__Short problem A__:
In the news report below about the Seffner house demolition, what did the backhoe operator remove first from the front of the home?
— START OF Text to read —
Crews on Sunday demolished about half of the Seffner home over which a sinkhole swallowed a man in his bedroom and helped family members retrieve some of their most cherished belongings.

Demolition has stopped for the day and only a few walls of the home remain.
 
Hillsborough County Administrator Mike Merrill says the remaining walls of the home would be knocked down Monday and then crews would turn to clearing the debris as much as possible to allow officials and engineers to see the sinkhole in the open. Officials also will determine what will happen to the two homes on either side of the demolished house.

As family members, friends and neighbors watched from more than 100 feet away, Hillsborough County public works employee Dan Darnell started up a rented backhoe with a long boom just after 8 a.m.

Darnell began by skillfully using the arm and bucket to remove an American flag from the front of the home. Hillsborough Fire Rescue crewmen folded the flag properly and walked it across the street to family members.

Somehow, Darnell was then able to tear into the front of the house with the backhoe's bucket and carefully pull forward several of the family items, including a portrait, a Bible, a tall speaker and a purse that had been hanging on a wall.

"The flag was real important to them," Merrill said. "Apparently, there were quite a bit of military awards and decorations, so we were able to recover a lot of that."

Authorities abandoned efforts to recover the body of 36-year-old Jeff Bush on Saturday, saying the ground in the area was too unstable to support a search.

Family members and friends held an impromptu memorial near the home Saturday night, and before Sunday's demolition began, Bush's brother, Jeremy Bush, knelt at the home's mailbox and said a prayer.
— END OF Text to read —
__Short problem B__:
Count the lines of the records that contain the word "wall", and give only that number.
— START OF Task data —
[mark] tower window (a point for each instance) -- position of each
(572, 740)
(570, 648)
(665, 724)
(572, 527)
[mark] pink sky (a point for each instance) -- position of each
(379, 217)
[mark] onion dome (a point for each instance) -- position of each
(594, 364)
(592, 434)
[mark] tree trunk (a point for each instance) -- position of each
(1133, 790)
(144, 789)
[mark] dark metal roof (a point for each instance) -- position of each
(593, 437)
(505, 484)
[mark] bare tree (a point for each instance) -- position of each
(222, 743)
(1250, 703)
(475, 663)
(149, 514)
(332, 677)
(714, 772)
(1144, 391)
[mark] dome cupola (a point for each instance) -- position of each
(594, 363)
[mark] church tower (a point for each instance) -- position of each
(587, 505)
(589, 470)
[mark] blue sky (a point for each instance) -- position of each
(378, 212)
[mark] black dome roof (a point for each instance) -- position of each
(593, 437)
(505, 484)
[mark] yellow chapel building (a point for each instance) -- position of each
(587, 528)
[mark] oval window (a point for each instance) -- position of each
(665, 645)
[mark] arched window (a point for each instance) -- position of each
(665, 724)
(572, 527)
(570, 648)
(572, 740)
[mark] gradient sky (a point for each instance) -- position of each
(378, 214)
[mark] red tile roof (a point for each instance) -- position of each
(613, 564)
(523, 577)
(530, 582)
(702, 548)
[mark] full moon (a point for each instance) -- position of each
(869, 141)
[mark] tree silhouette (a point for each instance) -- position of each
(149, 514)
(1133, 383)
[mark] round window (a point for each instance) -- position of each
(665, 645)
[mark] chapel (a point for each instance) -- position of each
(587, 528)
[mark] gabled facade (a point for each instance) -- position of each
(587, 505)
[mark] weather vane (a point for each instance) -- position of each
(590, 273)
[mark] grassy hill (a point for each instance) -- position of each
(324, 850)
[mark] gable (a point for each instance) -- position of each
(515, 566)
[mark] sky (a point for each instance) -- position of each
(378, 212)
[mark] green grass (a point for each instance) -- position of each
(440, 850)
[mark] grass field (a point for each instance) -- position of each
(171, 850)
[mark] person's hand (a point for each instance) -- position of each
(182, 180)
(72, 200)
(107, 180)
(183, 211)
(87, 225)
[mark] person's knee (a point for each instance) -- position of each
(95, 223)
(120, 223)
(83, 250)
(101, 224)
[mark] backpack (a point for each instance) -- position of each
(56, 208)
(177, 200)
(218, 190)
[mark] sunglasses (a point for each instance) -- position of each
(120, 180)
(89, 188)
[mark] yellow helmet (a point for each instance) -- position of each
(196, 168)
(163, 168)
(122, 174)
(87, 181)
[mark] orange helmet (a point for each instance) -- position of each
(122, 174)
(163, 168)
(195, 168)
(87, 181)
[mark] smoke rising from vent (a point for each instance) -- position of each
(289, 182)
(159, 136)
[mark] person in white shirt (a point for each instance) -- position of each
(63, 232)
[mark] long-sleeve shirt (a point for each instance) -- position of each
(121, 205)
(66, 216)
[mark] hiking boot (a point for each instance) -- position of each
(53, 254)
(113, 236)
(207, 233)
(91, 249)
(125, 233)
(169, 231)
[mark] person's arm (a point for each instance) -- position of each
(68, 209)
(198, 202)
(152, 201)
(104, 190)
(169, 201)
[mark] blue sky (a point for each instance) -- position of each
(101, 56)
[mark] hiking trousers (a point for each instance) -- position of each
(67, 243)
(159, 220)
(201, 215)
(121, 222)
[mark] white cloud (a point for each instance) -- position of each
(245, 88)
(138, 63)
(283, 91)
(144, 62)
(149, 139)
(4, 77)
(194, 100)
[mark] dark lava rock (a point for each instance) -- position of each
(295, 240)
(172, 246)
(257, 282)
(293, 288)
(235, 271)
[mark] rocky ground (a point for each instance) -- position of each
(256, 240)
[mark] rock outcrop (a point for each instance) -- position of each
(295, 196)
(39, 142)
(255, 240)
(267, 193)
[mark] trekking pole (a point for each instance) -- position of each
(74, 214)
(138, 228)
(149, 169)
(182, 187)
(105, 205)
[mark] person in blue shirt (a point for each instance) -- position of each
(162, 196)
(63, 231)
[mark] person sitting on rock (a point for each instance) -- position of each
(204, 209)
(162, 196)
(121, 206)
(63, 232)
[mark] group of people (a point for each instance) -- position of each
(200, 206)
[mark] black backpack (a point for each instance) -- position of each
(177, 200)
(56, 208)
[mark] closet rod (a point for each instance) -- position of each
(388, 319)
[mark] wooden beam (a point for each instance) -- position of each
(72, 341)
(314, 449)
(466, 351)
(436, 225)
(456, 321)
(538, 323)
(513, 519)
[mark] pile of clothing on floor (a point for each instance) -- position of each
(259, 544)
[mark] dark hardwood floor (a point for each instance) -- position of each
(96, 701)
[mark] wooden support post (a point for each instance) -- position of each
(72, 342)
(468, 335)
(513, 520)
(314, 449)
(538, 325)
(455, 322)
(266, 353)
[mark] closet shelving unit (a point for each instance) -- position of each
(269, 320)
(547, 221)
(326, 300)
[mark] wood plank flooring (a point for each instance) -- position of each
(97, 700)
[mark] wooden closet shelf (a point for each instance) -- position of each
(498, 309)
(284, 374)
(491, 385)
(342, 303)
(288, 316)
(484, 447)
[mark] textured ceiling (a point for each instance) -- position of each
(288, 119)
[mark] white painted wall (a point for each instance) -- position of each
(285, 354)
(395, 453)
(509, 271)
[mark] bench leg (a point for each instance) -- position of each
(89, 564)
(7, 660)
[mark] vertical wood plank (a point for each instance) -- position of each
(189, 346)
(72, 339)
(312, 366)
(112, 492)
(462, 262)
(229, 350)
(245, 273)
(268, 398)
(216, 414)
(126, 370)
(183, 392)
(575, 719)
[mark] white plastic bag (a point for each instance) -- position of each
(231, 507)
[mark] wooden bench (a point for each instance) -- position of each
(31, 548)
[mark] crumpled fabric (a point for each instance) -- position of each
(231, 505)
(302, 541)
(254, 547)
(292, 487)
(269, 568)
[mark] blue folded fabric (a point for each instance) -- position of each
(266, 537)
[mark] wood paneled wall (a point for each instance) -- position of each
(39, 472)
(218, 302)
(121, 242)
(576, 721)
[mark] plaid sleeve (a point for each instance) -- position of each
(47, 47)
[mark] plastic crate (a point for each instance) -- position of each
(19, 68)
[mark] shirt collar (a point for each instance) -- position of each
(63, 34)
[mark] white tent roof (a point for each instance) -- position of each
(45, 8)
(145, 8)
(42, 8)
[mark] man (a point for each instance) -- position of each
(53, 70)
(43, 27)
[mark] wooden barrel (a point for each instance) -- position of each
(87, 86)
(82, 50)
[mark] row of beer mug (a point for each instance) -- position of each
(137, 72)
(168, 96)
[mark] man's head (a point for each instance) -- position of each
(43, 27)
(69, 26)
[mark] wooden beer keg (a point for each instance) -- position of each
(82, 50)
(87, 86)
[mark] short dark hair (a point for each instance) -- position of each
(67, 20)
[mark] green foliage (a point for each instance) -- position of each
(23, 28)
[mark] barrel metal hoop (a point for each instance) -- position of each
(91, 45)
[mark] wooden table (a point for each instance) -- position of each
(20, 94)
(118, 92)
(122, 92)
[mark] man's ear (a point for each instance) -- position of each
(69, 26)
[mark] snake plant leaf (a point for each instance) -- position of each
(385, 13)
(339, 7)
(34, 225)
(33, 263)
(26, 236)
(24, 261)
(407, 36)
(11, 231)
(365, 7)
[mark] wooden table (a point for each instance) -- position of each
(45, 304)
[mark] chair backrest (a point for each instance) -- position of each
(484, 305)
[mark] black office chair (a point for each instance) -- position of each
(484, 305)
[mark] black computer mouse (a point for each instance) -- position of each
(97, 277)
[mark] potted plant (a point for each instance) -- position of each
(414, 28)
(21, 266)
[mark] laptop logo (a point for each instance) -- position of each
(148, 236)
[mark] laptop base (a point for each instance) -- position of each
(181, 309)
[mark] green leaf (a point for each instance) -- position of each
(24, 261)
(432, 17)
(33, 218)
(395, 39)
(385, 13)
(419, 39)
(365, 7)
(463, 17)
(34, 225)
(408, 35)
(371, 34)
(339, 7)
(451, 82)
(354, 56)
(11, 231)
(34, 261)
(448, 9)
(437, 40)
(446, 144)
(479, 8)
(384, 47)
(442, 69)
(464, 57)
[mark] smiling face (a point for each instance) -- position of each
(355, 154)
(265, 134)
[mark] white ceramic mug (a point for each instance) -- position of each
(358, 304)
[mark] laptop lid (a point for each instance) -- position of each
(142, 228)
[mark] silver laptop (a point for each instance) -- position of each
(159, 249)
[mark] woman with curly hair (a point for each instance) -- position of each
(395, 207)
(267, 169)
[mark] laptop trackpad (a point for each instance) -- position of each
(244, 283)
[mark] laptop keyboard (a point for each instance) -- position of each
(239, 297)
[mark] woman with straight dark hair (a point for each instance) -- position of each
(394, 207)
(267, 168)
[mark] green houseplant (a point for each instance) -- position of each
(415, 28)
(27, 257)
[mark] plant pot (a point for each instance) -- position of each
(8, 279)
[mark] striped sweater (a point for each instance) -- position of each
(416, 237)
— END OF Task data —
__Correct output A__:
An American flag.

__Correct output B__:
2